- [AVAILABLE DATA]
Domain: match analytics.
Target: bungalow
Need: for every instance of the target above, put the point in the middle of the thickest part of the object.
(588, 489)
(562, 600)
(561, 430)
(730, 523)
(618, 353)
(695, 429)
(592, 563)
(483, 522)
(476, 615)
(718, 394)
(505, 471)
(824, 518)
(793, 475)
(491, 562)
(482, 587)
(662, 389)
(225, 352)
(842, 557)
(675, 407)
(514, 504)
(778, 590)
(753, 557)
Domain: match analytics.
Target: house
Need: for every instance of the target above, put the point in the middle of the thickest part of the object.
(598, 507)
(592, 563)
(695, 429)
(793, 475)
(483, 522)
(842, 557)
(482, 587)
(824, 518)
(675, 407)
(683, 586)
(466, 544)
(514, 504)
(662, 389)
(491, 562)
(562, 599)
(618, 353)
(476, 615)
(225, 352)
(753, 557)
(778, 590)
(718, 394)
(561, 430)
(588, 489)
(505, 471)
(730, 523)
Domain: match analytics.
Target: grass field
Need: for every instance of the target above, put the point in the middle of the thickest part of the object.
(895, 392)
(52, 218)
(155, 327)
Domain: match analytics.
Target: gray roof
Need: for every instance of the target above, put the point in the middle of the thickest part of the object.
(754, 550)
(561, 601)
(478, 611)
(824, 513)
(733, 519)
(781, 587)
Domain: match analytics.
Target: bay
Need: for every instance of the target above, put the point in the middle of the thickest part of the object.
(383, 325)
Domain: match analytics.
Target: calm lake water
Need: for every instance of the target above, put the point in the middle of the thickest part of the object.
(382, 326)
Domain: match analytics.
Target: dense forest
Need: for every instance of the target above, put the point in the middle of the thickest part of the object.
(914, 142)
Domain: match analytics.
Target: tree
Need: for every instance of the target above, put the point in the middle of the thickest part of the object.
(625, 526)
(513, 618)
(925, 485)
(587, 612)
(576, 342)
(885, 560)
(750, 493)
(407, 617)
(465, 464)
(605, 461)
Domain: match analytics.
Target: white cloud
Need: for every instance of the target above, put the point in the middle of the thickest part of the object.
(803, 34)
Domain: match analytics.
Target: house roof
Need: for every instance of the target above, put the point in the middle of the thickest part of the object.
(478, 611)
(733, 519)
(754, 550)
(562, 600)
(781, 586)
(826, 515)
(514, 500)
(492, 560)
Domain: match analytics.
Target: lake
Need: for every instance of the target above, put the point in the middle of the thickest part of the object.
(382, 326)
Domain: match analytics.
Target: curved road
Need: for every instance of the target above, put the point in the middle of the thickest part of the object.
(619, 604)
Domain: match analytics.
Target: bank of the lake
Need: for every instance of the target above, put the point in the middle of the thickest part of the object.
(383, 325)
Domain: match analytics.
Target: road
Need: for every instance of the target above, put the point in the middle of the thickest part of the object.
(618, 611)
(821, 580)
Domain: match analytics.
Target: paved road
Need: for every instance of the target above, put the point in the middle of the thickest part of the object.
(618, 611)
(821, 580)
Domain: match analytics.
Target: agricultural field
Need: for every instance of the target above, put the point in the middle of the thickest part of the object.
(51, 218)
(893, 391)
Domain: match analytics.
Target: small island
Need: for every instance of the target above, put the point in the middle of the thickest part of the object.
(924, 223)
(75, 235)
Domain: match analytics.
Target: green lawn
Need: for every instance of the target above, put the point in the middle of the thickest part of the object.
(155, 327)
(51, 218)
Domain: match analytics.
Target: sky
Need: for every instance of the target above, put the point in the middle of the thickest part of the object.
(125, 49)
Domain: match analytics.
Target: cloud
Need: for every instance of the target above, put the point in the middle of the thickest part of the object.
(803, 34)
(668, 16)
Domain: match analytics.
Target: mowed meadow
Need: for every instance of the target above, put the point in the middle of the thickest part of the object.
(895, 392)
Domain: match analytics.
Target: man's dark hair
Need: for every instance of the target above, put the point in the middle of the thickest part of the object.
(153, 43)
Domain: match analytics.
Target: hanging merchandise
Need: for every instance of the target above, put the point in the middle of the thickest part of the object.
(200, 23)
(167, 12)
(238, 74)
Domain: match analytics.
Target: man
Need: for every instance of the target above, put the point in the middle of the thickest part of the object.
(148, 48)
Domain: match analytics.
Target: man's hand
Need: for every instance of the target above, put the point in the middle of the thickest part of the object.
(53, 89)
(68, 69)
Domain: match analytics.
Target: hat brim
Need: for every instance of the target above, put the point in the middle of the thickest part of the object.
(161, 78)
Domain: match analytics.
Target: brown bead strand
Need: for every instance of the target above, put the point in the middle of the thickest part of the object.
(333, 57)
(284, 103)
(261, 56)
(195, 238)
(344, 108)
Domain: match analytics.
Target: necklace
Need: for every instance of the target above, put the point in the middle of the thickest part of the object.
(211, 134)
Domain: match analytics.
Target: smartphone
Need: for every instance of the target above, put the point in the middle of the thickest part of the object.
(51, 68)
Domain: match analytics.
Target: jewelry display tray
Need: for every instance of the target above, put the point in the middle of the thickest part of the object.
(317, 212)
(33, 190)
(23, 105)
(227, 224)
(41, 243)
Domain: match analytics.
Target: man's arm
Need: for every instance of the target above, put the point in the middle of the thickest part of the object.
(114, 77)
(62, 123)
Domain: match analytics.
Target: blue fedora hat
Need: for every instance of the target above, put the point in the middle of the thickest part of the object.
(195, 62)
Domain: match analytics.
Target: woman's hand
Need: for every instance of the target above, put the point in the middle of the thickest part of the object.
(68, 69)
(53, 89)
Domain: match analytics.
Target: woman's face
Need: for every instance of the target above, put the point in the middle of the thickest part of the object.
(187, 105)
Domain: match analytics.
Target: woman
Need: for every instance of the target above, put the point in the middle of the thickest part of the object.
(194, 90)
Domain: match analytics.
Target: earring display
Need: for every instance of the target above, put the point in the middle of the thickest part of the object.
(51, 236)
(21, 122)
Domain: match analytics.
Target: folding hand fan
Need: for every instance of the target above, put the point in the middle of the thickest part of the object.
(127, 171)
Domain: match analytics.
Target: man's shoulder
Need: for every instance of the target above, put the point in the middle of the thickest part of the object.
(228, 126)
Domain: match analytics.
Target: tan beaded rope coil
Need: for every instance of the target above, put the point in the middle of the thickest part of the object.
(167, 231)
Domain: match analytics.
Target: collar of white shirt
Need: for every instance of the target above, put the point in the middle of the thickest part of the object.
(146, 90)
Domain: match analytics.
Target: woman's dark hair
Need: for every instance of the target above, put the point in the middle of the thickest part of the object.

- [ACTION ITEM]
Pick out and copy the lines of the entries that hold the string "field".

- [ANSWER]
Target: grass field
Target: agricultural field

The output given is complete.